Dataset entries
========
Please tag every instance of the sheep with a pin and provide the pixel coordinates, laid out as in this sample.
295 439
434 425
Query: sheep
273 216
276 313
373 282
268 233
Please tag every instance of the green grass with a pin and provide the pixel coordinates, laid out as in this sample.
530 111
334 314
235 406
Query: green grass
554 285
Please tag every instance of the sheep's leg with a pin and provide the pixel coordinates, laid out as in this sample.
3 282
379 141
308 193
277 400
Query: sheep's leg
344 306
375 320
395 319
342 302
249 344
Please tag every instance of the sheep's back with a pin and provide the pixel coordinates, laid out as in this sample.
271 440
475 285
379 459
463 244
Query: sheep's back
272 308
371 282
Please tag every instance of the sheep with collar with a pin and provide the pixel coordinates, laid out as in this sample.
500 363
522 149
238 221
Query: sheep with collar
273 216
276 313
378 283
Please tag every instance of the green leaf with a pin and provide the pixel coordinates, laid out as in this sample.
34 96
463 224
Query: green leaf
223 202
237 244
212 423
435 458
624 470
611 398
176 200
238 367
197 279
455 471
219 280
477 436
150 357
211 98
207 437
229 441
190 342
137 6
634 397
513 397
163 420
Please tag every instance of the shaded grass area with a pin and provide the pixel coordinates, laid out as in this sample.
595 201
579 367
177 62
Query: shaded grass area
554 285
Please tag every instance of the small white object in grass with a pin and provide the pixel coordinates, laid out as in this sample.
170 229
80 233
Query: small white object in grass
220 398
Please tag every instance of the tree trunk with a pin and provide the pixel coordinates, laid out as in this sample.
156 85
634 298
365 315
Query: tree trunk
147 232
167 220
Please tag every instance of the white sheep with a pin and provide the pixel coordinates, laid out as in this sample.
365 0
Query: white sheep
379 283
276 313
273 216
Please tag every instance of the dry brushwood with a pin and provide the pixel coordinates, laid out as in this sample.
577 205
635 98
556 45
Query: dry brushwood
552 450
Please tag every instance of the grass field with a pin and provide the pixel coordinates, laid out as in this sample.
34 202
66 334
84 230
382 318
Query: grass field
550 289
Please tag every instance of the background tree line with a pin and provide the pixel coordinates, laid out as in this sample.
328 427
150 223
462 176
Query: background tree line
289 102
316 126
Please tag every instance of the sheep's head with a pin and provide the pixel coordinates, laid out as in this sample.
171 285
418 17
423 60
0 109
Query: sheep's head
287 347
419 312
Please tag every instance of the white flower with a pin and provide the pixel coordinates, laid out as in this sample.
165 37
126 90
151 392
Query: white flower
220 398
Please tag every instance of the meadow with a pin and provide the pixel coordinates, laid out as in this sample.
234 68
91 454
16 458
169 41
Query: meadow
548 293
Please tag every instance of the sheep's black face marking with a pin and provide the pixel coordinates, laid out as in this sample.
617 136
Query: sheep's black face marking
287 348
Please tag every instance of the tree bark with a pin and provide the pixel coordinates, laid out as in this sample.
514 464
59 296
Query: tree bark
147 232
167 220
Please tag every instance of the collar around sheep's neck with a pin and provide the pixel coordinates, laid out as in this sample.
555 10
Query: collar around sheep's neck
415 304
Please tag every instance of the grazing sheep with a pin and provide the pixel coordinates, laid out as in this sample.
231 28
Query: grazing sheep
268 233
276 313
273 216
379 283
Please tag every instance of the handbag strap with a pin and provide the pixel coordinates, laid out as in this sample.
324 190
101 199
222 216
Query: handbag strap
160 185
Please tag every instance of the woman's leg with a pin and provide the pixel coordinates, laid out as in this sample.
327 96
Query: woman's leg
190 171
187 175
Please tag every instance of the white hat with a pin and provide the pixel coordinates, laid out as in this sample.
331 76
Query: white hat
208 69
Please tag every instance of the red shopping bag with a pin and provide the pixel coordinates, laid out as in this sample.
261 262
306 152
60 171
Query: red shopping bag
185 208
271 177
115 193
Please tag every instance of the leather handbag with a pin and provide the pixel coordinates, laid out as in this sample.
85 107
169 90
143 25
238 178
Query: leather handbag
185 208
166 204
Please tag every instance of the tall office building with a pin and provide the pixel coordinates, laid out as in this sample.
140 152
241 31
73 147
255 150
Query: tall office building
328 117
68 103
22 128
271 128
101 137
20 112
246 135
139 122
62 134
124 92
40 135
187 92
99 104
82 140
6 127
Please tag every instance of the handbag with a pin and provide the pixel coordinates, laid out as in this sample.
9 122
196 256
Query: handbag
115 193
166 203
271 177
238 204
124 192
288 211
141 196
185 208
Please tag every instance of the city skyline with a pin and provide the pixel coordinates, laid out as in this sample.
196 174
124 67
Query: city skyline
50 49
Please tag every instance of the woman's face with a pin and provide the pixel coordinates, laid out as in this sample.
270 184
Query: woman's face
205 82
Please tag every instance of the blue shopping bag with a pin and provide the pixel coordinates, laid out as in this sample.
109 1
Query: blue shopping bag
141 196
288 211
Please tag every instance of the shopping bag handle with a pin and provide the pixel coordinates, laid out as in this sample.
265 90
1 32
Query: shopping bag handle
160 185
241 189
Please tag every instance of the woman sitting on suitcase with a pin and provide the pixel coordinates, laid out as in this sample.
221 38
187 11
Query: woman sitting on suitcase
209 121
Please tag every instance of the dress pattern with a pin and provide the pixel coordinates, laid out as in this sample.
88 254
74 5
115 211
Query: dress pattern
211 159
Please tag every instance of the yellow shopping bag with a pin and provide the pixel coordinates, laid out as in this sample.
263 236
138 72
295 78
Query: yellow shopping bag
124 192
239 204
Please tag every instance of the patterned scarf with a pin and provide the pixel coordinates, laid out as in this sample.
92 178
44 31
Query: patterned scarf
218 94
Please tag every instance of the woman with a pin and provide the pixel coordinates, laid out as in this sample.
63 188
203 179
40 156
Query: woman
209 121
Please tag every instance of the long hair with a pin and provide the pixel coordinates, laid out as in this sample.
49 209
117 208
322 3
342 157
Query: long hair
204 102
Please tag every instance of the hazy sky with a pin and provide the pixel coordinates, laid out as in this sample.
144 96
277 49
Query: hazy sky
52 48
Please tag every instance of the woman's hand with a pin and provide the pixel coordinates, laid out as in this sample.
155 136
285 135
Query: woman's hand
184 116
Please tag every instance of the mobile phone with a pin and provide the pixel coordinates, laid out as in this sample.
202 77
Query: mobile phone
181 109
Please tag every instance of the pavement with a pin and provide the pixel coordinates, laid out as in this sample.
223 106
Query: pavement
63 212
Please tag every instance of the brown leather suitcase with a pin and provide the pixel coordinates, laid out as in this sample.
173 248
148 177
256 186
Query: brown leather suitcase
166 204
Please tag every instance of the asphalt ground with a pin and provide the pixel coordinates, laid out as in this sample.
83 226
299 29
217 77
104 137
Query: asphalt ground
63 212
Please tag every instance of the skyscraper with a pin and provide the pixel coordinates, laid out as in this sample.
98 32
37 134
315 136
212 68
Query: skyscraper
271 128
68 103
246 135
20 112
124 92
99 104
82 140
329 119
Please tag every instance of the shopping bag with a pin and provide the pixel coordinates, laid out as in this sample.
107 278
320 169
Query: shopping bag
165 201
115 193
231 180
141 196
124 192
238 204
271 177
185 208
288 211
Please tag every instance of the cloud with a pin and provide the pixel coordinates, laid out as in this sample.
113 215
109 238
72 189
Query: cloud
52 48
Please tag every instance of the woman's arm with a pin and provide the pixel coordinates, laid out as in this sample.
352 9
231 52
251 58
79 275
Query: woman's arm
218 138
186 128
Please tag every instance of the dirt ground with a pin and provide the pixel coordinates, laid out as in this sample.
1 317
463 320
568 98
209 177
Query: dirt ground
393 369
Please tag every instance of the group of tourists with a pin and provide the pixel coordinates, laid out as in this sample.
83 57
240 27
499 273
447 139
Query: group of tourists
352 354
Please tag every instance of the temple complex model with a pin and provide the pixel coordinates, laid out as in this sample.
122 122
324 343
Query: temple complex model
========
### TASK BRIEF
Would you please copy out every line of the data exactly?

### OUTPUT FOR THIS EXERCISE
Please tag every instance of the sheep with a pin and provide the pixel coordinates, laid out as in this sample.
295 439
434 425
Query: sheep
273 216
276 313
373 282
268 233
Please tag every instance of the green grass with a pin and provide the pixel coordinates, laid out as in this sample.
530 111
334 314
235 406
Query: green grass
554 285
Please tag every instance of the sheep's leg with a pin and provide the pixel coordinates, laid out as in this sample.
3 282
379 141
308 193
277 400
Query: sheep's leg
344 306
375 320
395 319
342 302
249 344
Please tag every instance of the sheep's back with a pin and provide the pixel coordinates, laid out as in this sample.
271 440
475 285
379 459
463 244
Query: sheep's back
272 308
371 282
Please tag every instance of the sheep with collar with a pin and provide the pixel coordinates, laid out as in this sample.
500 363
522 149
238 221
Query: sheep with collar
273 216
276 313
378 283
Please tag every instance of the green leaf with a pin and provide the pixel coordinates, laid out as in this sample.
34 96
463 224
Query: green leaf
223 202
237 244
212 423
435 458
624 470
611 398
176 200
238 367
197 279
455 471
219 280
477 436
150 357
211 98
207 437
229 441
190 342
137 6
634 397
513 397
163 420
Please tag every instance of the shaded grass area with a pin and provide the pixel coordinates, laid out as in this sample.
595 201
579 367
177 62
Query: shaded grass area
554 285
Please tag every instance of the small white object in grass with a pin and provide the pixel coordinates, laid out as in this sample.
170 229
80 233
Query: small white object in grass
220 398
Please tag every instance of the tree trunk with a pin and provide the pixel coordinates, laid out as in this sample.
156 85
634 298
365 315
Query: tree trunk
147 232
167 220
Please tag every instance of the white sheep with a pin and provide the pixel coordinates, laid out as in this sample.
365 0
Query: white sheep
379 283
276 313
273 216
Please tag every instance of the dry brushwood with a pin and provide the pixel coordinates, laid out as in this sample.
577 205
635 98
556 45
Query: dry brushwood
552 450
Please tag every instance of the grass field with a pin and provide the pixel coordinates, laid out as in this sample.
34 202
66 334
84 230
382 318
Query: grass field
550 289
Please tag every instance of the background tree line with a pin and provide the pixel coordinates, laid out as in this sample.
328 427
150 223
462 176
Query: background tree line
289 102
316 126
Please tag every instance of the sheep's head with a pin and provide the pixel coordinates, laid out as in this sample.
171 285
418 17
423 60
0 109
Query: sheep's head
287 347
419 312
Please tag every instance of the white flower with a pin and provide the pixel coordinates, laid out as in this sample.
165 37
126 90
151 392
Query: white flower
220 398
Please tag every instance of the meadow with a pin and provide the pixel coordinates, laid out as in this sample.
234 68
91 454
16 458
169 41
Query: meadow
548 293
Please tag every instance of the sheep's black face marking with a pin and provide the pixel coordinates, laid out as in this sample.
617 136
Query: sheep's black face marking
287 348
Please tag every instance of the tree bark with a pin and provide the pixel coordinates, laid out as in this sample.
514 464
59 296
Query: tree bark
147 232
167 220
Please tag every instance of the collar around sheep's neck with a pin and provide the pixel coordinates, laid out as in this sample.
555 10
Query: collar around sheep's neck
415 304
Please tag every instance of the grazing sheep with a pin and provide the pixel coordinates, laid out as in this sample.
231 28
Query: grazing sheep
268 233
276 313
273 216
379 283
Please tag every instance of the handbag strap with a pin and provide the pixel coordinates, laid out as in this sample.
324 190
101 199
222 216
Query: handbag strap
160 185
Please tag every instance of the woman's leg with a pin and provide the pixel coordinates, laid out as in this sample.
327 96
Query: woman's leg
190 171
187 175
Please tag every instance of the white hat with a pin and provide the pixel coordinates, laid out as in this sample.
331 76
Query: white hat
208 69
Please tag every instance of the red shopping bag with a pin and provide the pixel coordinates, laid out as in this sample.
261 262
306 152
60 171
Query: red shopping bag
185 208
271 177
115 193
Please tag every instance of the leather handbag with a pin and provide the pixel coordinates, laid out as in this sample.
85 107
169 90
143 25
238 178
Query: leather handbag
185 208
166 204
Please tag every instance of the tall office building with a pin and provide the pixel coordinates, laid out as in this sample.
140 152
241 31
73 147
255 150
Query: tall office building
328 117
68 103
22 128
271 128
101 137
20 112
246 135
139 122
62 134
124 92
40 135
187 92
99 104
82 140
6 127
Please tag every instance of the handbag with a pin and provide the pixel coordinates, laid out as in this sample.
9 122
196 256
Query: handbag
115 193
166 203
271 177
238 204
124 192
288 211
141 196
185 208
Please tag every instance of the city skyline with a pin and provide the pixel coordinates, laid out as in this sample.
196 174
124 67
Query: city skyline
50 49
Please tag every instance of the woman's face with a pin and provide the pixel coordinates, laid out as in this sample.
270 184
Query: woman's face
205 82
Please tag every instance of the blue shopping bag with a pin and provide the pixel coordinates, laid out as in this sample.
109 1
Query: blue shopping bag
141 196
288 211
Please tag every instance of the shopping bag handle with a pin and provide the pixel coordinates, laid out as in this sample.
265 90
1 32
Query: shopping bag handle
160 185
241 189
Please tag every instance of the woman sitting on suitcase with a pin and provide the pixel coordinates, laid out as in this sample.
221 38
187 11
Query: woman sitting on suitcase
209 121
Please tag every instance of the dress pattern with a pin and provide the pixel coordinates, laid out as in this sample.
88 254
74 5
115 211
Query: dress pattern
211 159
Please tag every instance of the yellow shopping bag with a pin and provide the pixel coordinates, laid out as in this sample.
263 236
138 72
295 78
Query: yellow shopping bag
124 192
239 204
Please tag every instance of the patterned scarf with a pin and provide the pixel coordinates, laid out as in this sample.
92 178
44 31
Query: patterned scarf
218 94
Please tag every instance of the woman with a pin and provide the pixel coordinates, laid out as in this sample.
63 188
203 179
40 156
Query: woman
209 121
Please tag every instance of the long hair with a pin and provide the pixel coordinates, laid out as in this sample.
49 209
117 208
322 3
342 157
Query: long hair
204 102
Please tag every instance of the hazy sky with a pin and provide the pixel coordinates, laid out as in this sample.
144 96
277 49
Query: hazy sky
52 48
Please tag every instance of the woman's hand with a pin and provide the pixel coordinates, laid out as in this sample.
155 136
285 135
Query: woman's hand
184 116
Please tag every instance of the mobile phone with a pin and provide the pixel coordinates, laid out as in this sample.
202 77
Query: mobile phone
181 109
Please tag every instance of the pavement with a pin and provide the pixel coordinates, laid out as in this sample.
223 106
Query: pavement
63 212
Please tag every instance of the brown leather suitcase with a pin and provide the pixel coordinates, laid out as in this sample.
173 248
148 177
256 186
Query: brown leather suitcase
166 204
Please tag every instance of the asphalt ground with a pin and provide the pixel coordinates, laid out as in this sample.
83 226
299 29
217 77
104 137
Query: asphalt ground
63 212
Please tag every instance of the skyscraper with a pin and provide the pixel coordinates, laid out as in this sample.
98 32
37 134
315 136
212 68
Query: skyscraper
271 128
68 103
246 135
20 112
124 92
99 104
82 140
329 119
Please tag every instance of the shopping bag with a pin and provide the pixel coordinates, laid out as in this sample.
107 278
320 169
Query: shopping bag
165 201
115 193
231 180
141 196
124 192
238 204
271 177
185 208
288 211
Please tag every instance of the cloud with a pin and provide the pixel coordinates, laid out as in this sample.
113 215
109 238
72 189
Query: cloud
52 48
Please tag every instance of the woman's arm with a pin and provide the pixel coordinates, laid out as in this sample.
352 9
231 52
251 58
79 275
Query: woman's arm
218 138
186 128
Please tag every instance of the dirt ground with a pin and provide the pixel coordinates, laid out as in this sample.
1 317
463 320
568 98
209 177
Query: dirt ground
393 369
Please tag every instance of the group of tourists with a pin and provide the pixel coordinates, laid out as in this sample.
83 57
240 27
499 273
447 139
Query: group of tourists
352 354
Please tag every instance of the temple complex model with a pin and provide the pixel coordinates, laid out as in this sample.
122 122
324 343
Query: temple complex model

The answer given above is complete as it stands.